:: TEXT EXTRACT ::
#####
HOT CHIPS 16 brings together designers and architects of high-performance chips, software, and systems. Presentations focus on up-to-the-minute real developments. This symposium is the primary forum for engineers and researchers to highlight their leading-edge designs. Three full days of tutorials and technical sessions will keep you on top of the industry.

HOT CHIPS 16 Final Program
Sunday, August 22nd  
8:30-12:00

Morning Tutorial

Chair: Tom Petersen (MIPS Technologies)
Ultrawideband; Technology and Issues
Speakers: Roberto Aiello (Staccato Communications), Anuj Batra (Texas Instruments), Nathan Belk (Texas Instruments), Sandeep Kumar (Adimos)

This tutorial delves into the major issues surrounding the emerging UWB environment. We discuss some of the fundamental technology issues of this PHY in both the analog and digital domains. This topic is elaborated using real world designs to consider the key system level issues that manifest in UWB based designs. We follow the technology discussions with target market descriptions and explore the opportunities that UWB technologies enable. Our discussions are hosted by the drivers behind UWB, system architects and chip implementers. They describe and discuss the tradeoffs that they faced during their development of the UWB specs and the initial implementations.

Biographies

Dr. Aiello is founder and CEO of Staccato Communications, Inc. He is a recognized leader in the ultrawideband (UWB) community and is actively involved in standardssetting committees. Dr. Aiello is a founding member of both the IEEE 802.15.3a and the 802.15.4a Groups and of the Multiband OFDM Alliance.

Dr. Aiello holds a Ph.D. degree in physics from the University of Trieste. He has authored more than 20 patents on UWB technology.

Anuj Batra is currently a Member, Group Technical Staff at TI and his research interests are in the areas of wireless communications, in particular, the design of high-speed wireless networks, multi-user detection theory, and coexistence between unlicensed wireless devices. Since joining TI, he has also been involved in standardization activities for MBOA SIG, IEEE 802.15.3a, IEEE 802.11g, IEEE 802.15.2 and Bluetooth SIG.

Dr. Batra received the B.S. degree, with distinction, in electrical engineering from Cornell University, Ithaca, NY, in 1992; the M.S. degree in electrical engineering from Stanford University, Stanford, CA, in 1993; and the Ph.D. degree in electrical engineering from Georgia Institute of Technology, Atlanta, in 2000.

Nathan Belk is the Lead RF architect within the DSPS R&D center at Texas instruments. He is a developer of the systems specification and the lead designer for TI’s MBOA UWB RFIC. Prior to this he was a Distinguished Member of Technical Staff in the Wireless Research Laboratory at Bell Labs Basic Research where he developed radio architectures, RF circuit solutions, integrated RF components and modeling algorithms.

Nathan received his BS from the University of Minnesota and his PhD from MIT.

Mr. Sandeep Kumar is co-Founder, President and CEO of Adimos Inc a fabless semiconductor startup developing and marketing innovative wireless multimedia home networking solutions. He has helped build a company that has achieved significant business successes in its very 1st year and raise 16M$ of capital.
#####
:: DIRECTIVE A ::
Swap "deepest inside" for "farthest inside" wherever it occurs in the listing below, and reproduce the listing with nothing else changed.
#####
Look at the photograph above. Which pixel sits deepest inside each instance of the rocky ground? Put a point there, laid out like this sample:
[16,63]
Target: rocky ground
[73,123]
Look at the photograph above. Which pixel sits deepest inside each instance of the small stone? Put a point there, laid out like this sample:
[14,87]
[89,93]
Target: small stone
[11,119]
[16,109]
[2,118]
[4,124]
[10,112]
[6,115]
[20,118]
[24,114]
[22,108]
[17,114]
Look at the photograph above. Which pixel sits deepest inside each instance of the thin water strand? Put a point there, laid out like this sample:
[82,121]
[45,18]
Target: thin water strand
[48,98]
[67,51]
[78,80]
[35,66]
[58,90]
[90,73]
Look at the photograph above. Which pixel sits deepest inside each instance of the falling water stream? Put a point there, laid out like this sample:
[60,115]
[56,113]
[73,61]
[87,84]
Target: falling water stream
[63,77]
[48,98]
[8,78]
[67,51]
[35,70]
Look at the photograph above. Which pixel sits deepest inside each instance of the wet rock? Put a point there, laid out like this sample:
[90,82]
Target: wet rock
#####
:: DIRECTIVE B ::
In the Hot Chips 16 program, who chairs the Sunday morning tutorial?

:: OUTPUT A ::
Look at the photograph above. Which pixel sits farthest inside each instance of the rocky ground? Put a point there, laid out like this sample:
[16,63]
Target: rocky ground
[73,123]
Look at the photograph above. Which pixel sits farthest inside each instance of the small stone? Put a point there, laid out like this sample:
[14,87]
[89,93]
Target: small stone
[11,119]
[16,109]
[2,118]
[4,124]
[10,112]
[6,115]
[20,118]
[24,114]
[22,108]
[17,114]
Look at the photograph above. Which pixel sits farthest inside each instance of the thin water strand? Put a point there, laid out like this sample:
[82,121]
[45,18]
Target: thin water strand
[48,98]
[67,51]
[78,80]
[35,66]
[58,90]
[90,73]
Look at the photograph above. Which pixel sits farthest inside each instance of the falling water stream? Put a point there, laid out like this sample:
[60,115]
[56,113]
[73,61]
[87,84]
Target: falling water stream
[63,77]
[48,98]
[8,78]
[67,51]
[35,70]
Look at the photograph above. Which pixel sits farthest inside each instance of the wet rock? Put a point there, laid out like this sample:
[90,82]
Target: wet rock

:: OUTPUT B ::
Tom Petersen of MIPS Technologies chairs the Sunday morning tutorial.